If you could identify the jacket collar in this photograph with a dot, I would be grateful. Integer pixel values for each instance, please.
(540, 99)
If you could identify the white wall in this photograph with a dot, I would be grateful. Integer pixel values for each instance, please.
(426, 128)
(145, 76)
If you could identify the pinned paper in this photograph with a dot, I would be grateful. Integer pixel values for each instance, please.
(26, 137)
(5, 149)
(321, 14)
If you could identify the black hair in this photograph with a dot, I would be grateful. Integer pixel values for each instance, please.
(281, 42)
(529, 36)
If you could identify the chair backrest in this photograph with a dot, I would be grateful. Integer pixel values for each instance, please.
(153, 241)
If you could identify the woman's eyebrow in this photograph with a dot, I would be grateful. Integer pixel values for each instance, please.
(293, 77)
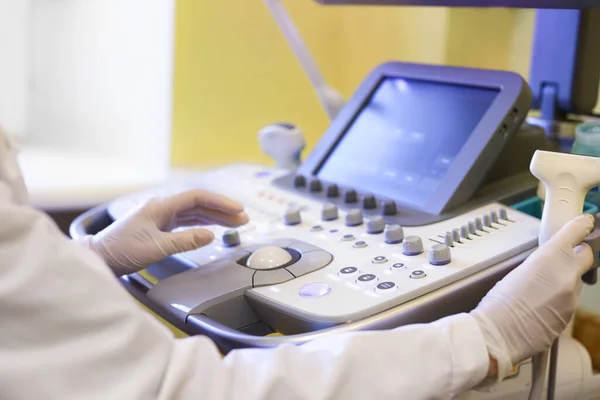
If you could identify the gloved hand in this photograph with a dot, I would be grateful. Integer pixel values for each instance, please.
(527, 310)
(144, 236)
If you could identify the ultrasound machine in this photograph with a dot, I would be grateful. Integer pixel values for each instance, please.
(416, 200)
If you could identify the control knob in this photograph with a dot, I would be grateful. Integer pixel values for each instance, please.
(412, 246)
(292, 217)
(231, 238)
(389, 208)
(299, 181)
(393, 234)
(315, 185)
(350, 196)
(333, 190)
(375, 224)
(369, 202)
(329, 212)
(449, 239)
(353, 217)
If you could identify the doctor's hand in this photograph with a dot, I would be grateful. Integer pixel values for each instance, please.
(527, 310)
(145, 236)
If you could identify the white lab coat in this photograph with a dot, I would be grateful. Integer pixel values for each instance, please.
(68, 330)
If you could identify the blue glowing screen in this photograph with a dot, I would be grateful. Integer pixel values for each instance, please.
(402, 142)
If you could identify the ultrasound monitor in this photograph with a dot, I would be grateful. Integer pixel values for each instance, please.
(417, 138)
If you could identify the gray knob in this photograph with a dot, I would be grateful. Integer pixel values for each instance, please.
(487, 221)
(393, 234)
(315, 185)
(332, 190)
(494, 217)
(369, 202)
(292, 217)
(439, 254)
(412, 245)
(353, 217)
(375, 224)
(389, 208)
(350, 196)
(299, 181)
(472, 229)
(478, 224)
(464, 232)
(231, 238)
(503, 214)
(456, 235)
(448, 239)
(329, 212)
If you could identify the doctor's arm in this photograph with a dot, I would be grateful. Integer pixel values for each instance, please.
(145, 236)
(70, 331)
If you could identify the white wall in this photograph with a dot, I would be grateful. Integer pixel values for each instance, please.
(14, 27)
(99, 74)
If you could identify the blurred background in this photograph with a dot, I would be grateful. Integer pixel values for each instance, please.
(108, 96)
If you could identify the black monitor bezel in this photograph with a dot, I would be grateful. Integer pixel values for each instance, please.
(479, 152)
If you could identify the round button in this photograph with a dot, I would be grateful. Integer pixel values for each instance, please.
(348, 272)
(315, 185)
(487, 221)
(418, 274)
(386, 287)
(439, 255)
(292, 217)
(369, 202)
(268, 257)
(412, 246)
(333, 190)
(316, 289)
(329, 212)
(494, 217)
(231, 238)
(353, 217)
(503, 214)
(299, 181)
(350, 196)
(471, 227)
(448, 239)
(393, 234)
(375, 225)
(464, 232)
(456, 235)
(389, 208)
(366, 279)
(478, 224)
(398, 266)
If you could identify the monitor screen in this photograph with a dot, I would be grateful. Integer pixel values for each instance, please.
(404, 139)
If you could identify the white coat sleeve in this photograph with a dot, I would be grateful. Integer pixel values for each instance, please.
(68, 330)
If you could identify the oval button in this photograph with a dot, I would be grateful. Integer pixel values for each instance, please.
(315, 289)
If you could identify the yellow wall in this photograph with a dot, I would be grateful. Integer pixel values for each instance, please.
(234, 72)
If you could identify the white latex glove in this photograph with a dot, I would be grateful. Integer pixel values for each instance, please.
(528, 309)
(145, 236)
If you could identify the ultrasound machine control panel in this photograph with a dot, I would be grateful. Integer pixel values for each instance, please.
(382, 213)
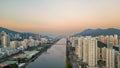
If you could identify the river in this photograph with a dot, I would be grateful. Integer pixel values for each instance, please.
(54, 57)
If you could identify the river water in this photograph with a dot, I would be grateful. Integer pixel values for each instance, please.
(54, 57)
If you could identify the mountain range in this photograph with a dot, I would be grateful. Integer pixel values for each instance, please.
(97, 32)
____________
**REQUIRED TASK**
Update all the records above by replacing "photograph" with "image" wherever it appears, changing nothing else. Leave the pictures out of your answer.

**ANSWER BELOW**
If you could identify the jacket collar in this image with a dot, I would be grateful. Integer pixel values for each instance, please.
(540, 99)
If you could identify the white wall in this image with a dot, I would be grateful. Integer pixel values for each instance, please.
(426, 128)
(145, 76)
If you could identify the pinned paper in this image with a dot, I would be grateful. Integer pixel values for each instance, please.
(26, 137)
(5, 149)
(321, 14)
If you could identify the black hair in this image with a dot, I would be grateful. Integer pixel values for each instance, please.
(281, 42)
(529, 36)
If you could identify the chair backrest in this image with a dot, I would be grateful. Integer pixel values for each instance, please.
(153, 241)
If you could identify the woman's eyebrow in this image with a dot, I would be grateful. Integer pixel values for each instance, please.
(293, 77)
If you could identify the gloved hand in this image with a dot, I would be grateful. Integer pixel values for each instance, please.
(527, 310)
(144, 236)
If you could identify the ultrasound machine in this image with a dot, I would be grateful. Integer pixel values for each instance, please.
(416, 200)
If you could identify the control knob in this image with a dot, I would be grateful. Integer pixel values for each instance, please.
(412, 246)
(292, 217)
(231, 238)
(389, 208)
(299, 181)
(393, 234)
(315, 185)
(350, 196)
(333, 190)
(375, 224)
(369, 202)
(329, 212)
(449, 239)
(353, 217)
If you could identify the doctor's hand in this image with a dot, I would be grateful. Integer pixel values for each instance, please.
(527, 310)
(145, 236)
If you could identify the white lab coat in this image with a dot, I would be grateful. Integer pixel values for each instance, please.
(68, 330)
If you could identify the blue glowing screen in this image with a dot, I would be grateful. Integer pixel values for each instance, please.
(402, 142)
If you could identify the ultrasound monitor in this image with a dot, I would be grateful. Integer pixel values for each instance, please.
(417, 138)
If you could identify the gray knob in this image with a dot, I would be grateful. Integer pixel values for each instance, please.
(487, 221)
(393, 234)
(315, 185)
(332, 190)
(494, 217)
(369, 202)
(292, 217)
(439, 254)
(412, 245)
(353, 217)
(375, 224)
(389, 208)
(350, 196)
(299, 181)
(472, 229)
(478, 224)
(464, 232)
(231, 238)
(503, 214)
(456, 235)
(448, 239)
(329, 212)
If you could identify the doctor's arm in this image with a dot, I would be grateful. Integer pixel values for each instance, please.
(145, 236)
(70, 331)
If you could identify the white wall in this image with a dot, I would be grateful. Integer pixel values for each instance, please.
(14, 27)
(99, 74)
If you could identify the blurred background in this image with a dot, I would be grateful. Integer pixel values for each instance, please.
(108, 96)
If you could identify the black monitor bezel in this image with a dot, I would be grateful. Integer pixel values for each instance, please.
(479, 152)
If you could identify the round button in this image with a dot, I would be grateful. Integer pixel values for each instance, please.
(348, 272)
(315, 185)
(487, 221)
(418, 274)
(386, 287)
(439, 255)
(292, 217)
(369, 202)
(268, 257)
(412, 246)
(333, 190)
(316, 289)
(329, 212)
(494, 217)
(231, 238)
(353, 217)
(503, 214)
(299, 181)
(350, 196)
(471, 227)
(448, 239)
(393, 234)
(375, 225)
(464, 232)
(456, 235)
(389, 208)
(366, 279)
(478, 224)
(398, 266)
If you could identify the monitor screen in this image with a dot, I would be grateful. Integer pixel values for each instance, please.
(404, 139)
If you could identify the white coat sleeve in this image with a dot, I would be grateful. Integer pixel values for each instance, please.
(68, 330)
If you could identify the oval button in this image with a dot, I would be grateful. Integer pixel values for each instance, please.
(315, 289)
If you could identify the yellow wall in this image with a dot, I would be grateful. Integer pixel values for each instance, please.
(234, 72)
If you could identify the white latex glove in this image with a dot, I would be grateful. Integer pixel values for each instance, please.
(528, 309)
(145, 236)
If you could identify the ultrasound machine control panel in this image with a dot, I would be grateful. Integer pixel values for each instance, please.
(382, 213)
If you could identify the river in this image with a dot, I would be grateful. Integer pixel values for each instance, please.
(54, 57)
If you could identify the river water in this image with a dot, I would be grateful. Integer pixel values for each instance, please.
(54, 57)
If you could identify the mountain range in this image with a dot, I would be grateful. Integer pixel values for each instance, please.
(97, 32)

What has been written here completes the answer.